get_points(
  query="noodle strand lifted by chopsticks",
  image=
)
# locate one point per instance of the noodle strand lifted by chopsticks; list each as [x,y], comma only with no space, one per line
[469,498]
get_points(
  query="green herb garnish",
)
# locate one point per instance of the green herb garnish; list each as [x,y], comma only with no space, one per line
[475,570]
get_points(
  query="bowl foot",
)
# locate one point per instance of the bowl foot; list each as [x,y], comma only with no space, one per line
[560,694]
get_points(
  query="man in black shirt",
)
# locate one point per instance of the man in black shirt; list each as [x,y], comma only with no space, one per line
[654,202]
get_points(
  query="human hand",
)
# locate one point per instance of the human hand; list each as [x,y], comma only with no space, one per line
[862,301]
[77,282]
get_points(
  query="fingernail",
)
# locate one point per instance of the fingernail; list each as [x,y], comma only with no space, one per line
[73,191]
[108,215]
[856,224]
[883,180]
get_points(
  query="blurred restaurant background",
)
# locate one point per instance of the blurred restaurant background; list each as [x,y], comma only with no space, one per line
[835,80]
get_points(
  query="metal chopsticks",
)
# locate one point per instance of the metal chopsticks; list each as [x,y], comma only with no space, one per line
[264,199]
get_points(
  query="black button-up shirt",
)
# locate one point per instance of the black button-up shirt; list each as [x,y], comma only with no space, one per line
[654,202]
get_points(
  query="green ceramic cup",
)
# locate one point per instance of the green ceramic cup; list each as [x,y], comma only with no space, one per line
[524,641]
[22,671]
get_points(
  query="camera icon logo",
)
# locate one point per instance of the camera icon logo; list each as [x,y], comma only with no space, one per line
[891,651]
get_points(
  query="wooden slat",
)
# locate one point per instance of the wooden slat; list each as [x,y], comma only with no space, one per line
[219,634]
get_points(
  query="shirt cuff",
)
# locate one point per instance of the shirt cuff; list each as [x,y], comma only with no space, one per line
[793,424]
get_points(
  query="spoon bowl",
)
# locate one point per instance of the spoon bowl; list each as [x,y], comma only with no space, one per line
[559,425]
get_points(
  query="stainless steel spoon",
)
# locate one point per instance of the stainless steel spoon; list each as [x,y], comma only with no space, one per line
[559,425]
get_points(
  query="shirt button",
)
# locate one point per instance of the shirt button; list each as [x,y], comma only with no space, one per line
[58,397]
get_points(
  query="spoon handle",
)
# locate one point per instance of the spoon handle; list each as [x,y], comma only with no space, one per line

Task — Give back the complete material, keeping every word exactly as written.

Task result —
get_points(
  query="noodle strand lifted by chopsticks",
  image=
)
# locate one point per instance of the noodle strand lifted by chopsticks; list each as [x,y], comma only with no space, one per line
[469,498]
get_points(
  query="green herb garnish",
)
# locate one point per instance of the green herb garnish; list each as [x,y], comma only with no space, one per line
[475,570]
get_points(
  query="bowl foot",
)
# locate one point per instance of the bowl foot; list each as [x,y], comma only with no space, one per line
[560,694]
get_points(
  query="man in black shirt",
)
# locate one point per instance of the man in black shirt; list each as [x,y], comma only with no space, one per line
[654,202]
get_points(
  query="human hand",
)
# locate one point per instance of the human hand; list each as [x,y], comma only with no space, one per line
[862,301]
[77,282]
get_points(
  query="fingernail",
)
# locate one point per instance of the fingernail; list each as [x,y], comma only with no space, one per line
[73,191]
[108,215]
[856,224]
[883,180]
get_points(
  query="blurred restaurant background",
)
# locate one point per instance of the blurred restaurant background; list each as [x,y], comma only with no space, one per line
[835,80]
get_points(
  query="metal chopsticks",
)
# locate one point per instance of the metal chopsticks; list each as [x,y], comma only with no space, one per line
[264,199]
get_points(
  query="black button-up shirt",
)
# locate one point per instance of the black button-up shirt; list each as [x,y], comma only with no space, one per line
[654,202]
get_points(
  query="green ceramic cup",
)
# locate one point per instance of the green ceramic cup; list each as [x,y], comma only with no space, one per line
[524,641]
[22,671]
get_points(
  query="camera icon logo",
)
# locate one point per instance of the camera icon logo; list each as [x,y], comma only with no space, one per line
[891,651]
get_points(
  query="wooden slat",
)
# locate one point per instance of the wooden slat; list each as [x,y], comma only with no space, one per line
[219,634]
get_points(
  query="shirt cuff",
)
# locate one point per instance of the shirt cuff; list each as [x,y], comma only with no space, one per line
[793,424]
get_points(
  query="spoon bowl",
)
# locate one point per instance of the spoon bowl; list each as [x,y], comma only with no space, one per line
[559,425]
get_points(
  query="stainless steel spoon",
)
# locate one point per instance of the stainless steel spoon; list each as [x,y], comma only with no space, one per line
[559,425]
get_points(
  query="shirt button",
)
# locate one point per instance of the shirt button; list each as [x,y], comma only with no space, one per line
[58,397]
get_points(
  query="spoon handle",
)
# locate one point per instance of the spoon handle; list each as [x,y], comma only with no space, one per line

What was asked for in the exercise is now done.